> TASK TO CARRY OUT: Beginning at the line that contains "point per instance: dark brown" and ending at the last line of the entries, write out each line exactly; include nothing outside that span.

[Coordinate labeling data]

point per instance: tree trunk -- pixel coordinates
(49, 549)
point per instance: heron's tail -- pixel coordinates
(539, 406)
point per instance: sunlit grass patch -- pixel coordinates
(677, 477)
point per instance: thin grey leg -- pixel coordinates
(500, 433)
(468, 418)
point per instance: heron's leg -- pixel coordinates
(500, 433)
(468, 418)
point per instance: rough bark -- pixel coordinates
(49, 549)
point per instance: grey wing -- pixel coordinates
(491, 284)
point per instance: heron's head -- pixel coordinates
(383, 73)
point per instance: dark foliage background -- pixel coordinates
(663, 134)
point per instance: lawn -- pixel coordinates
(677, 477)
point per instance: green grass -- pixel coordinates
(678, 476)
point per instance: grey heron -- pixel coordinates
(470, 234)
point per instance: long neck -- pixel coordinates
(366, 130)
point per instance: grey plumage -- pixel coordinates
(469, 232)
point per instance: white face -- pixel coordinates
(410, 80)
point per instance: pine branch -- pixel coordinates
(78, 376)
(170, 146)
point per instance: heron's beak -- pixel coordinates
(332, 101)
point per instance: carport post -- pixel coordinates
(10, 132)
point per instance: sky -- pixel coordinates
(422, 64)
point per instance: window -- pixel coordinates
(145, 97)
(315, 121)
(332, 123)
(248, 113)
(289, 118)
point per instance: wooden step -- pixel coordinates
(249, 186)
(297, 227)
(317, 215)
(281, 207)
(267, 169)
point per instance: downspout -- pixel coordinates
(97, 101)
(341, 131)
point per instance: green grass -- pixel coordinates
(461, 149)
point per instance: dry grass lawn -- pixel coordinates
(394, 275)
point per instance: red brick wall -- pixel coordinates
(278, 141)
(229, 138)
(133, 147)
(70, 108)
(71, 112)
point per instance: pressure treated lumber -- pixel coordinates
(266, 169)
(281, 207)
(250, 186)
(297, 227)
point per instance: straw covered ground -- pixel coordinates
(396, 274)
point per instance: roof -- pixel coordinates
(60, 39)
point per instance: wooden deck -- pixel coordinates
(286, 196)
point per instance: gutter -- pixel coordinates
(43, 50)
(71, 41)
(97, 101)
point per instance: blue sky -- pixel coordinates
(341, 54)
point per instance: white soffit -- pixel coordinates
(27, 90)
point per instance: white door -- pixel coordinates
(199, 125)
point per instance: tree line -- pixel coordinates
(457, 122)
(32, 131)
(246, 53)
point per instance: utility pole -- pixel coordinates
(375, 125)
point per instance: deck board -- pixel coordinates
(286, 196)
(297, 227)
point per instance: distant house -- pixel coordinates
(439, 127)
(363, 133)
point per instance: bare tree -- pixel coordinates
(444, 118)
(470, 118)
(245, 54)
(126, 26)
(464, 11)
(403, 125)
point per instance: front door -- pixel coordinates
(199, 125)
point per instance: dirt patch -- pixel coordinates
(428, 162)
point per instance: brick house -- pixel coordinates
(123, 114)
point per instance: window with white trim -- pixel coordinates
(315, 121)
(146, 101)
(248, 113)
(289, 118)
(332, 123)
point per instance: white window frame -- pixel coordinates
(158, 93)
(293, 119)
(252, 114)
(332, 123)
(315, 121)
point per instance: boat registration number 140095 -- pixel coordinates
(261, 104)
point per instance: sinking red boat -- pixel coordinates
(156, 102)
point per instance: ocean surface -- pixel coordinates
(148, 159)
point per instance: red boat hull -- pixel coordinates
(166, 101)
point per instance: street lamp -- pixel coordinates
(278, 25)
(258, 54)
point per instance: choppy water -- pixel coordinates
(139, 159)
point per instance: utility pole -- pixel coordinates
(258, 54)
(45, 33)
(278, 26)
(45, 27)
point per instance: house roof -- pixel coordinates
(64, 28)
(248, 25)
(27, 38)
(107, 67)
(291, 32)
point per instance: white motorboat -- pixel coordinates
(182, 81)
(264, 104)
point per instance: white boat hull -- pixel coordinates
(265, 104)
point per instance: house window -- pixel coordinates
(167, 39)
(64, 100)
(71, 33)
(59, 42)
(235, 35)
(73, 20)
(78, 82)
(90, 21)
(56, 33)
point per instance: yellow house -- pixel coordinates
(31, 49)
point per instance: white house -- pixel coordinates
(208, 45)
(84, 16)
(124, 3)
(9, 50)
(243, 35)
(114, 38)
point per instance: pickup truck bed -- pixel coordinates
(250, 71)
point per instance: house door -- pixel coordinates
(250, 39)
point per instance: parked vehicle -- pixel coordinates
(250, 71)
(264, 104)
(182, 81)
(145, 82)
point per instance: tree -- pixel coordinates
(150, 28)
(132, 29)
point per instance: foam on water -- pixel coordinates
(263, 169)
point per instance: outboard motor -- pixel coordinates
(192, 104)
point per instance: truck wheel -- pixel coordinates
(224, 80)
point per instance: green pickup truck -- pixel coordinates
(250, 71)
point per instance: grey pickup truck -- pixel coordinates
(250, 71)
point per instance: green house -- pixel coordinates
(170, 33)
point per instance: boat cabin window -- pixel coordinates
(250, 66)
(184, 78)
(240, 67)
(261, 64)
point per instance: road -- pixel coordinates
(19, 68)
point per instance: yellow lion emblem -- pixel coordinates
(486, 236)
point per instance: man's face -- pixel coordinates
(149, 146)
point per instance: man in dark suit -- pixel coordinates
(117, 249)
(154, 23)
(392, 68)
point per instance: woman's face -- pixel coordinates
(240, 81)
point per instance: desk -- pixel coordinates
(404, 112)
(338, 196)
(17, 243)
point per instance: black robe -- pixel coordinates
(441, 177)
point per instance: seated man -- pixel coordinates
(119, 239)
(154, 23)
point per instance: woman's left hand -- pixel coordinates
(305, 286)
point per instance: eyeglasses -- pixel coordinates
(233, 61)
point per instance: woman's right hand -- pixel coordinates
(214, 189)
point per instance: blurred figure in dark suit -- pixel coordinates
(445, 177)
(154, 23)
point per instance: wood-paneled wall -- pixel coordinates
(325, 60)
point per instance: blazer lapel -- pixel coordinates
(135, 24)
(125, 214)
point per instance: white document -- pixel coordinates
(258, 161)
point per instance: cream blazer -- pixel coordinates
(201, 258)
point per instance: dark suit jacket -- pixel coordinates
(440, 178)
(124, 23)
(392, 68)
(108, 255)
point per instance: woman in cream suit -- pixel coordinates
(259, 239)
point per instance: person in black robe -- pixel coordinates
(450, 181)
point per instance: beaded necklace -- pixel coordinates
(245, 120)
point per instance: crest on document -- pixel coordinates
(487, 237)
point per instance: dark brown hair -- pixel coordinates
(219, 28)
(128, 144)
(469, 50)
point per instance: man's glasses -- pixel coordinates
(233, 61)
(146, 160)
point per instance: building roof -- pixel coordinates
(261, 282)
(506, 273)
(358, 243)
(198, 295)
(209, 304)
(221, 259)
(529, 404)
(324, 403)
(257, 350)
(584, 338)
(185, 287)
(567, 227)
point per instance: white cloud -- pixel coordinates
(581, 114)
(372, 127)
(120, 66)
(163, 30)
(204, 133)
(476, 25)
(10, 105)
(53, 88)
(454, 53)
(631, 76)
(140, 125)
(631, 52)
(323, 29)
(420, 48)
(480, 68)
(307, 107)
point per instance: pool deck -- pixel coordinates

> RESPONSE TO THIS TASK:
point per instance: dark brown hair -- pixel coordinates
(219, 28)
(128, 144)
(469, 50)
point per instance: man's glasses -- pixel coordinates
(233, 61)
(146, 160)
point per instance: building roof -- pixel coordinates
(261, 282)
(506, 273)
(358, 243)
(198, 295)
(209, 304)
(221, 259)
(529, 404)
(324, 403)
(257, 350)
(584, 338)
(185, 287)
(567, 227)
point per instance: white cloud -- pixel coordinates
(581, 114)
(372, 127)
(120, 66)
(163, 30)
(204, 133)
(476, 25)
(10, 105)
(53, 88)
(454, 53)
(631, 76)
(140, 125)
(631, 52)
(323, 29)
(420, 48)
(480, 68)
(307, 107)
point per instance: pool deck -- pixel coordinates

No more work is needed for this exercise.